Point placement records

□ □ □ □ □

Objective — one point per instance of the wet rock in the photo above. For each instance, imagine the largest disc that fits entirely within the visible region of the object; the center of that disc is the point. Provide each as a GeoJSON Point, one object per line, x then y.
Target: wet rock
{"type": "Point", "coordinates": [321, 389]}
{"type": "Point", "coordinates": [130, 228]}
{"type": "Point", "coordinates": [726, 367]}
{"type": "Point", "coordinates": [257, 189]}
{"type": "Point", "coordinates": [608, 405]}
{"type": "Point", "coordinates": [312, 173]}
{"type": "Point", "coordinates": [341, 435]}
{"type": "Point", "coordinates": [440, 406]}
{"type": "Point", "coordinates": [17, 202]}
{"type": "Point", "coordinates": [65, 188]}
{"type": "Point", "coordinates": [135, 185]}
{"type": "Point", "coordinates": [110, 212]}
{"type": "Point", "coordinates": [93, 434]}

□ □ □ □ □

Copy the material above line for line, changing nothing.

Objective — one point per instance of the wet rock in the photo above. For each instance, imagine the largest disc that fits entirely within the visible region of the object; the center of that disc is the point. Provide each as a GeoJSON Point, one object per line, x then y.
Target: wet rock
{"type": "Point", "coordinates": [321, 389]}
{"type": "Point", "coordinates": [130, 228]}
{"type": "Point", "coordinates": [726, 367]}
{"type": "Point", "coordinates": [257, 189]}
{"type": "Point", "coordinates": [608, 405]}
{"type": "Point", "coordinates": [312, 173]}
{"type": "Point", "coordinates": [341, 435]}
{"type": "Point", "coordinates": [440, 406]}
{"type": "Point", "coordinates": [17, 202]}
{"type": "Point", "coordinates": [65, 188]}
{"type": "Point", "coordinates": [135, 185]}
{"type": "Point", "coordinates": [110, 212]}
{"type": "Point", "coordinates": [93, 434]}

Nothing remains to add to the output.